* _Task input_:
%%

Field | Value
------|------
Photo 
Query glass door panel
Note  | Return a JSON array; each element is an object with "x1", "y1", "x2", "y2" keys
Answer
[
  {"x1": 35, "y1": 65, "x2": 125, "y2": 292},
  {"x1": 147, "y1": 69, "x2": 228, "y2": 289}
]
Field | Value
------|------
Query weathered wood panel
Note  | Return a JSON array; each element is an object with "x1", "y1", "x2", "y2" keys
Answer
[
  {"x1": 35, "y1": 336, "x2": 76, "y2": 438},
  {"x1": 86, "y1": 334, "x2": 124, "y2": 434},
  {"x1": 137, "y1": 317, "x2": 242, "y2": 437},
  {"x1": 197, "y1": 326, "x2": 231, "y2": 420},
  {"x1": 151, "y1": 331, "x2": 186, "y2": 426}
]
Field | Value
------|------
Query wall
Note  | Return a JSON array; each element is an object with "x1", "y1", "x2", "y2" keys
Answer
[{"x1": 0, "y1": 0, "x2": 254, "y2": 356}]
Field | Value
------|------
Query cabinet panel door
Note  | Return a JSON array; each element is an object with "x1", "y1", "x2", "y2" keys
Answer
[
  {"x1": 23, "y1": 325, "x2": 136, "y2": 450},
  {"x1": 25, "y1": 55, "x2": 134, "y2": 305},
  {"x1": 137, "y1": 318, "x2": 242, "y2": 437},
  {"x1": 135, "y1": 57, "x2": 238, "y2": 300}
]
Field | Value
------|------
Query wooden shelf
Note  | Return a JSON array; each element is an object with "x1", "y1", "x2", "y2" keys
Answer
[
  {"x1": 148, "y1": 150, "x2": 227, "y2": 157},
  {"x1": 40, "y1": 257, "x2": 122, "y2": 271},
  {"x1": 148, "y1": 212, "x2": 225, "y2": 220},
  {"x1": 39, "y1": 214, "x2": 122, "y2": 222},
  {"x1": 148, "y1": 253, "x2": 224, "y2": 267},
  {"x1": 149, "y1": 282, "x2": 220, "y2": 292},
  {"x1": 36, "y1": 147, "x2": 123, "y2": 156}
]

%%

* _Brief_: Could you copy the whole listing above line for line, changing nothing?

* _Answer_:
Field | Value
------|------
Photo 
Query glass door panel
Note  | Return a JSON array; each element is an object with "x1", "y1", "x2", "y2" keys
Answer
[
  {"x1": 35, "y1": 65, "x2": 125, "y2": 292},
  {"x1": 147, "y1": 69, "x2": 228, "y2": 289}
]
Field | Value
------|------
Query weathered wood panel
Note  | Return a JSON array; each element is an object with "x1", "y1", "x2", "y2" keys
Answer
[
  {"x1": 35, "y1": 336, "x2": 76, "y2": 438},
  {"x1": 86, "y1": 334, "x2": 124, "y2": 434},
  {"x1": 137, "y1": 317, "x2": 242, "y2": 437},
  {"x1": 197, "y1": 326, "x2": 231, "y2": 420},
  {"x1": 151, "y1": 331, "x2": 186, "y2": 426}
]
Field | Value
------|------
Query wall
Note  | Return a JSON array; each element is an object with "x1", "y1", "x2", "y2" keys
Answer
[{"x1": 0, "y1": 0, "x2": 254, "y2": 356}]
Field | Value
------|------
Query cabinet panel door
Note  | Return a JSON array; each element is an object with "x1", "y1", "x2", "y2" keys
Answer
[
  {"x1": 23, "y1": 325, "x2": 136, "y2": 450},
  {"x1": 25, "y1": 55, "x2": 134, "y2": 305},
  {"x1": 137, "y1": 318, "x2": 242, "y2": 437},
  {"x1": 135, "y1": 57, "x2": 238, "y2": 300}
]
Field | Value
------|------
Query wooden shelf
Note  | Return a JSON array; each element is an object with "x1", "y1", "x2", "y2" keys
Answer
[
  {"x1": 148, "y1": 150, "x2": 227, "y2": 157},
  {"x1": 40, "y1": 257, "x2": 122, "y2": 271},
  {"x1": 148, "y1": 212, "x2": 225, "y2": 220},
  {"x1": 39, "y1": 214, "x2": 122, "y2": 222},
  {"x1": 148, "y1": 253, "x2": 224, "y2": 267},
  {"x1": 149, "y1": 282, "x2": 220, "y2": 292},
  {"x1": 36, "y1": 147, "x2": 123, "y2": 156}
]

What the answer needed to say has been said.